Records
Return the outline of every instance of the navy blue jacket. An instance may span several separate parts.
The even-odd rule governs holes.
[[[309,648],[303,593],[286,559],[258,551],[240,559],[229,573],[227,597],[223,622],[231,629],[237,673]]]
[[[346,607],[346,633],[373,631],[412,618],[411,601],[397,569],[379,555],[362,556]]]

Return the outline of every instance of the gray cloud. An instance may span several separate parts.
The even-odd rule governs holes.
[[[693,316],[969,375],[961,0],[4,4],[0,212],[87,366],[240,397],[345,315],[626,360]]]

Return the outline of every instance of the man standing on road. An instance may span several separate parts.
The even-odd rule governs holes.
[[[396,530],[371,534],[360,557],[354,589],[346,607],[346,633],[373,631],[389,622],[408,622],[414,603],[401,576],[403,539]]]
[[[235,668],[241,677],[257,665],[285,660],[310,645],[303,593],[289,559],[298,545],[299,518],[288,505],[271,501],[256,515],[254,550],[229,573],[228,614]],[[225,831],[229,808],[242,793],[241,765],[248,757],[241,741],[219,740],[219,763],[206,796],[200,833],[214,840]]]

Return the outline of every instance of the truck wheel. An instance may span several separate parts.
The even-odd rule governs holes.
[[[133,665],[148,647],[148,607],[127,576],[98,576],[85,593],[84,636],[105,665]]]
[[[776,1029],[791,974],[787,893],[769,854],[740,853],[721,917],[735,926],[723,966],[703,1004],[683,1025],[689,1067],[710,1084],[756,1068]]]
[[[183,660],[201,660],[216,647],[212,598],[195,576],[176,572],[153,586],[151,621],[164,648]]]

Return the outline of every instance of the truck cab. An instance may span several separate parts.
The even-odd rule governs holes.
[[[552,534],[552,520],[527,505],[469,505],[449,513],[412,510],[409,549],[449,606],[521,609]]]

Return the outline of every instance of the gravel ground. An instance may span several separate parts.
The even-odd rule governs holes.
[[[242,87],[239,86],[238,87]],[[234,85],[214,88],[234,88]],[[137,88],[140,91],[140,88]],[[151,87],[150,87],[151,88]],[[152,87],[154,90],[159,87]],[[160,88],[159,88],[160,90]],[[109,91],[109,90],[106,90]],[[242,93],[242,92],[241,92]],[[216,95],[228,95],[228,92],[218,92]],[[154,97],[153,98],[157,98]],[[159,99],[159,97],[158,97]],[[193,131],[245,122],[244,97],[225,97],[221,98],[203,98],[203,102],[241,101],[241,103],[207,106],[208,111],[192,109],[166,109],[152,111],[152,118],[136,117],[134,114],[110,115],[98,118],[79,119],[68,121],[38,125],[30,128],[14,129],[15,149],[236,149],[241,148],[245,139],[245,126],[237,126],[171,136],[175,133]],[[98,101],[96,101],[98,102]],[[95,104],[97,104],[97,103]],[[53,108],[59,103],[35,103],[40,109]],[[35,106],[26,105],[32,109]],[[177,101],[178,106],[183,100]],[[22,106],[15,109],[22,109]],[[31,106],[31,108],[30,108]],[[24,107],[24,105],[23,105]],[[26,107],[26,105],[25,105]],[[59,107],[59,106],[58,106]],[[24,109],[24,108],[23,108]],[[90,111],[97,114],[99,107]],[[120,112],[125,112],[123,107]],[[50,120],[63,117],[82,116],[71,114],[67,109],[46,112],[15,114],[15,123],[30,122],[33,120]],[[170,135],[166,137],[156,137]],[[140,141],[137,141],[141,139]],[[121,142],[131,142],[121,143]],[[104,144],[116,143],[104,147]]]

#### [Exercise instructions]
Copy all of the data above line for line, with no changes.

#### [Full response]
Return the outline of every instance of the navy blue jacket. An instance may span several separate parts.
The even-odd rule governs holes.
[[[309,648],[303,593],[286,559],[258,551],[240,559],[229,573],[227,597],[223,622],[231,629],[237,673]]]
[[[346,607],[346,633],[373,631],[412,618],[411,601],[397,569],[379,555],[362,556]]]

Return the outline of every instance of the gray cloud. An instance may span several separate parts.
The even-odd rule governs holes.
[[[693,316],[969,375],[961,0],[4,4],[0,212],[87,366],[240,397],[345,315],[626,360]]]

Return the outline of every instance of the man standing on road. An instance may span several separate parts.
The even-odd rule governs holes.
[[[396,530],[371,534],[360,557],[354,589],[346,607],[346,633],[373,631],[389,622],[408,622],[414,603],[401,576],[403,539]]]
[[[235,668],[241,677],[257,665],[285,660],[310,645],[303,593],[289,559],[298,545],[299,518],[288,505],[271,501],[256,515],[254,550],[229,573],[228,614]],[[225,831],[229,808],[242,793],[241,765],[248,757],[241,741],[219,740],[219,763],[206,796],[200,833],[214,840]]]

Return the outline of every instance of the truck wheel. An instance may span several separate parts.
The even-odd rule governs holes.
[[[133,665],[148,647],[148,607],[127,576],[98,576],[85,593],[84,636],[105,665]]]
[[[776,1029],[791,974],[787,893],[769,854],[740,853],[721,917],[735,926],[723,966],[703,1004],[683,1025],[689,1067],[710,1084],[756,1068]]]
[[[183,660],[201,660],[216,647],[212,598],[195,576],[176,572],[153,586],[151,621],[164,648]]]

Return the outline of every instance of the truck cab. An instance may span several separate parts.
The even-odd rule governs holes.
[[[552,534],[552,520],[527,505],[469,505],[449,513],[412,510],[409,549],[449,606],[521,609]]]

Return the outline of every instance of the gravel ground. An instance may span several separate parts.
The even-odd rule governs holes.
[[[242,87],[239,86],[238,87]],[[234,85],[214,88],[234,88]],[[137,88],[140,91],[140,88]],[[151,87],[150,87],[151,88]],[[152,87],[154,90],[159,87]],[[160,88],[159,88],[160,90]],[[109,91],[109,90],[106,90]],[[242,93],[242,92],[241,92]],[[216,95],[228,95],[228,92],[218,92]],[[154,97],[153,98],[157,98]],[[159,99],[159,97],[158,97]],[[193,131],[245,122],[244,97],[225,97],[221,98],[203,98],[203,102],[241,101],[241,103],[207,106],[208,111],[192,109],[166,109],[152,111],[152,118],[136,117],[134,114],[110,115],[98,118],[79,119],[68,121],[38,125],[30,128],[14,129],[15,149],[236,149],[241,148],[245,139],[245,126],[237,126],[171,136],[175,133]],[[98,101],[96,101],[98,102]],[[95,104],[97,104],[97,103]],[[53,108],[59,103],[35,103],[40,109]],[[35,106],[26,105],[32,109]],[[177,101],[178,106],[183,100]],[[22,106],[15,109],[22,109]],[[31,106],[31,108],[30,108]],[[24,107],[24,105],[23,105]],[[26,107],[26,105],[25,105]],[[59,107],[59,106],[58,106]],[[24,109],[24,108],[23,108]],[[90,111],[97,114],[99,107]],[[120,112],[125,112],[123,107]],[[50,120],[63,117],[82,116],[71,114],[67,109],[46,112],[15,114],[15,123],[30,122],[33,120]],[[170,135],[166,137],[156,137]],[[140,141],[137,141],[141,139]],[[121,142],[131,142],[121,143]],[[104,144],[116,143],[104,147]]]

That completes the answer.